● **Task to complete**: From the line containing "Rules: pick out each instance of the woman's right" onward to the last line of the data below, copy each line exactly and add nothing.

(Point-per-instance localization data)
········

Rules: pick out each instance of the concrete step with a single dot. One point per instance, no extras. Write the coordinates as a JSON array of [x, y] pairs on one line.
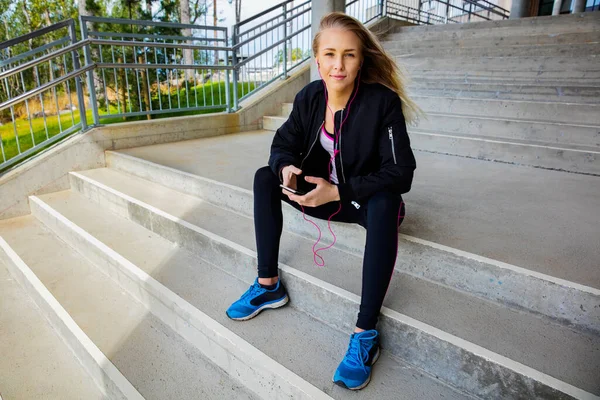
[[546, 93], [570, 158], [490, 33], [549, 133], [527, 111], [36, 363], [547, 50], [569, 113], [157, 361], [542, 133], [543, 154], [506, 331], [418, 78], [525, 39], [444, 265], [565, 64], [299, 342], [499, 72], [546, 24], [530, 235]]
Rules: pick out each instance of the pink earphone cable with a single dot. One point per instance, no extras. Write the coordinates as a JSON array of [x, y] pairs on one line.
[[316, 254]]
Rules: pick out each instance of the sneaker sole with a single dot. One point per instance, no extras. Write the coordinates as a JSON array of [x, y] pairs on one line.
[[342, 384], [278, 304]]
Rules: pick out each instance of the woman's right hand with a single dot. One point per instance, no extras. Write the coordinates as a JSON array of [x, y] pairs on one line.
[[289, 174]]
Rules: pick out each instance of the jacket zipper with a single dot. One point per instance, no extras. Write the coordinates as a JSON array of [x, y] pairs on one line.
[[392, 143], [313, 145], [340, 146]]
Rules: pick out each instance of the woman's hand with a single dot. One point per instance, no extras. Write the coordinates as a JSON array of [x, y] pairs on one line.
[[289, 174], [325, 192]]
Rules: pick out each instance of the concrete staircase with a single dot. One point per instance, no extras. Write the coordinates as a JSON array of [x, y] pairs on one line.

········

● **Completed task**:
Rules: pick out each instance of the woman's right hand with a single dot. One point per instance, no extras. Write the coordinates as a JSON array of [x, y] pairs on one line.
[[289, 174]]
Rules: pick out each instance of the jacket zipper with a single dot. One point per instance, no extras. Write the coordinates as a JSON array of [x, y] pairs on one line.
[[392, 143], [313, 145], [340, 146]]
Rules: pick out each instance of the woman's hand with a single dot. One point per instance, no extras. Write the coordinates as a JSON array of [x, y] pairs on one line.
[[289, 174], [325, 192]]
Rules: pick out each instance of the concrete staircase with a single dot. One point per instance, no extras. Write the coordinates as a JSON array of [x, y] pairs on one line.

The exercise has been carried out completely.